- EXPLORE THE MATERIAL -
A - List every Langs work that the passage on the bipersonal field cites in parentheses, giving each by its year label.
B - Carry on the passage on the bipersonal field from the point where it stops.

Tuesday, December 6, 2011

Robert Langs - The Bipersonal Field

"In essence, the bipersonal field is defined by the ground rules or framework, the human and temporal-spatial setting and tenets that guide the analytic dyad. Within the field, every communication and experience has vectors from both patient and analyst, though in varying proportions. Communications within the field take place along an interface determined by the assets and pathology of each participant, and in the ideal course of treatment, this interface receives significant vectors from the patient's psychopathology to a greater degree than from those of the analyst. Analytic work takes place along that interface in terms of the contributions from each participant.

The properties, nature, and functions of the bipersonal field are defined by the ground rules or framework (for details, see Langs, 1975b), (1976a), (1976b). The framework establishes the distinctive features of the analytic interaction and the communicative properties of the field. The implications and meanings of the communications from each participant are therefore a function of the frame, in addition to intrapsychic factors within the patient and analyst, and elements within their interaction....

- DATASET RECORDS -
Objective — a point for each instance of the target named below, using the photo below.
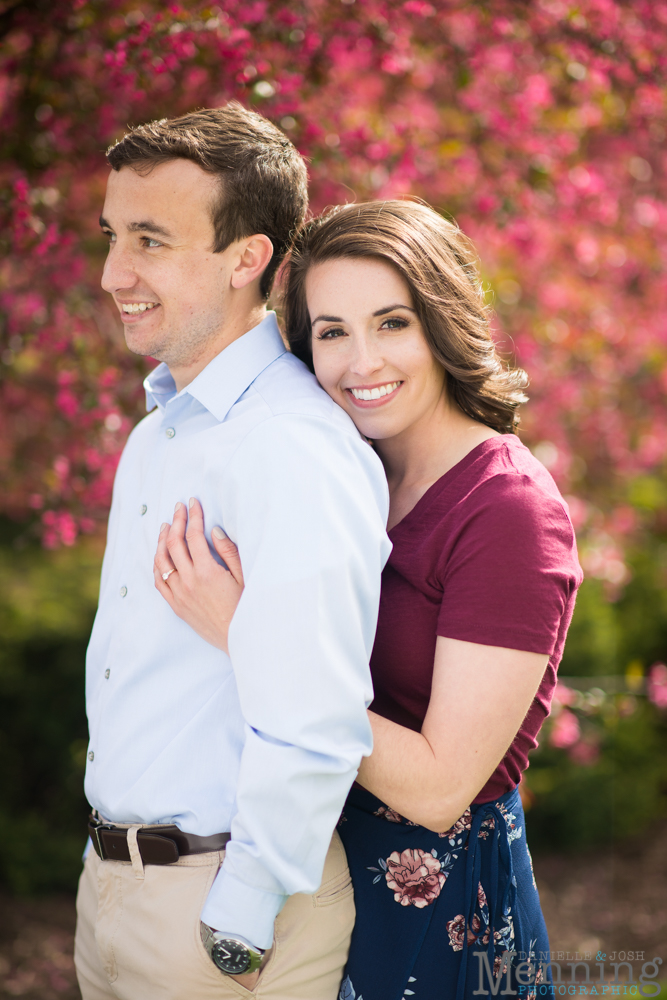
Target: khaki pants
(138, 937)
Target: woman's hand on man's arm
(199, 590)
(479, 697)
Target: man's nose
(118, 272)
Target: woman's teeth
(137, 306)
(376, 393)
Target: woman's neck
(422, 453)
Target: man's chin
(144, 347)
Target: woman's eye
(331, 334)
(394, 323)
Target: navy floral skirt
(442, 916)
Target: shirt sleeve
(509, 576)
(308, 507)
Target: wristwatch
(233, 955)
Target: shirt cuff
(237, 908)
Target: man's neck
(183, 374)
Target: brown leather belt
(157, 845)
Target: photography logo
(529, 975)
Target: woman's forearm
(404, 772)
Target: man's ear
(254, 254)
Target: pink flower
(564, 695)
(463, 823)
(565, 731)
(415, 877)
(455, 929)
(656, 685)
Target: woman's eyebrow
(397, 305)
(326, 319)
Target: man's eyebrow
(396, 305)
(144, 226)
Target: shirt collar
(227, 376)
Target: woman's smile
(369, 396)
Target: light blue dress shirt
(266, 742)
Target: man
(216, 782)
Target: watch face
(231, 956)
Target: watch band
(231, 954)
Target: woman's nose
(366, 359)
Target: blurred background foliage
(541, 128)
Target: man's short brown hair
(264, 183)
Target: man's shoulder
(287, 386)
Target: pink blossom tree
(540, 127)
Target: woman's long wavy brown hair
(438, 263)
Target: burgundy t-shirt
(488, 555)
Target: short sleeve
(509, 576)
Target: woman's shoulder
(502, 472)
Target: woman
(384, 303)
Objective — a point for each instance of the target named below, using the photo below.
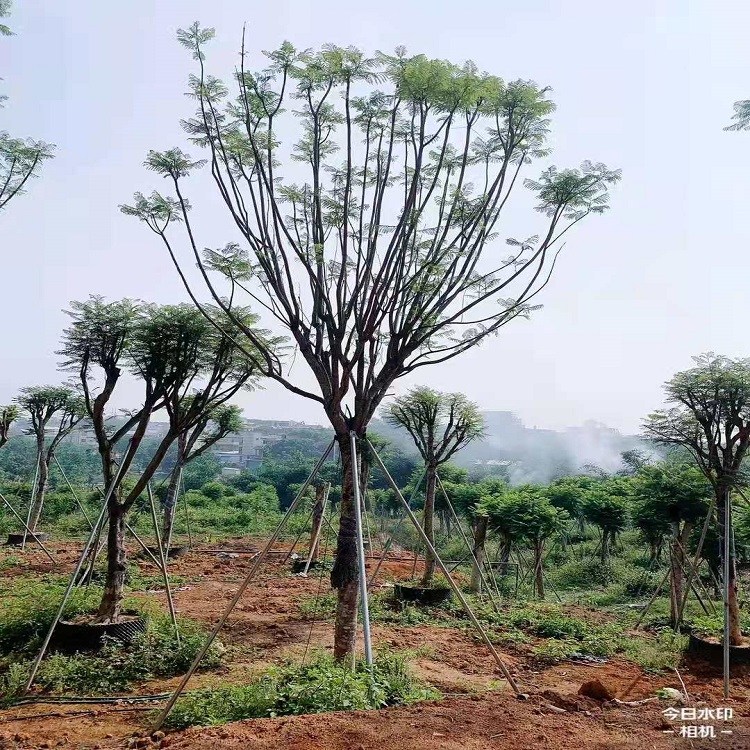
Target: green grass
(116, 668)
(322, 685)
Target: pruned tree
(673, 494)
(606, 505)
(375, 250)
(525, 514)
(166, 348)
(214, 424)
(440, 425)
(741, 116)
(711, 419)
(54, 412)
(20, 158)
(8, 415)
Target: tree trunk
(345, 573)
(170, 504)
(314, 546)
(40, 490)
(538, 572)
(429, 525)
(480, 534)
(735, 633)
(109, 608)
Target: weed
(321, 685)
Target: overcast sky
(646, 86)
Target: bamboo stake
(241, 590)
(361, 552)
(163, 566)
(73, 492)
(71, 583)
(456, 590)
(317, 531)
(31, 502)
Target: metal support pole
(468, 544)
(361, 552)
(241, 590)
(317, 531)
(652, 599)
(694, 567)
(33, 535)
(73, 492)
(173, 511)
(71, 583)
(186, 508)
(27, 525)
(391, 536)
(456, 590)
(727, 548)
(163, 566)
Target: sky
(645, 86)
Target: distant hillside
(534, 455)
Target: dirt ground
(478, 711)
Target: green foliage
(213, 490)
(116, 668)
(201, 470)
(29, 607)
(523, 513)
(322, 685)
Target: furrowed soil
(478, 709)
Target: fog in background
(645, 86)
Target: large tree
(20, 158)
(167, 349)
(8, 415)
(376, 247)
(672, 493)
(54, 412)
(440, 425)
(711, 419)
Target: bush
(322, 685)
(115, 667)
(29, 609)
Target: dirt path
(267, 626)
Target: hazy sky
(645, 86)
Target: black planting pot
(713, 652)
(70, 637)
(15, 539)
(298, 565)
(178, 551)
(421, 595)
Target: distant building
(244, 450)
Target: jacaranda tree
(367, 195)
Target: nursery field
(456, 696)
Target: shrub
(322, 685)
(115, 668)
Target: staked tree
(671, 494)
(8, 415)
(44, 404)
(214, 424)
(711, 419)
(20, 158)
(741, 116)
(166, 348)
(606, 505)
(375, 249)
(440, 425)
(525, 514)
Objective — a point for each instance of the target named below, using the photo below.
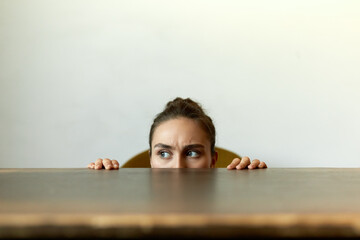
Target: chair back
(142, 160)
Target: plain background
(84, 79)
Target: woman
(183, 136)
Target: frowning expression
(181, 143)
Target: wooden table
(272, 202)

- OUTPUTS IN ORDER -
A - 1975b, 1976a, 1976b

B -
Within the bipersonal field, the listening process is geared toward the detection of communications which contain and reflect the unconscious sources of the patient's psychopathology. The material from the patient may be organized on three levels (Langs, 1978a), (1978b), (1978c): manifest content, which alludes to the surface and direct meanings of the patient's communications, verbal and nonverbal; Type One derivatives, which are readily available inferences derived from the manifest content; and Type Two derivatives, which are inferences from the manifest content that are organized around specific adaptive contexts—reality precipitants which evoke adaptive intrapsychic and interactional responses within the patient (Langs, 1973), (1978c).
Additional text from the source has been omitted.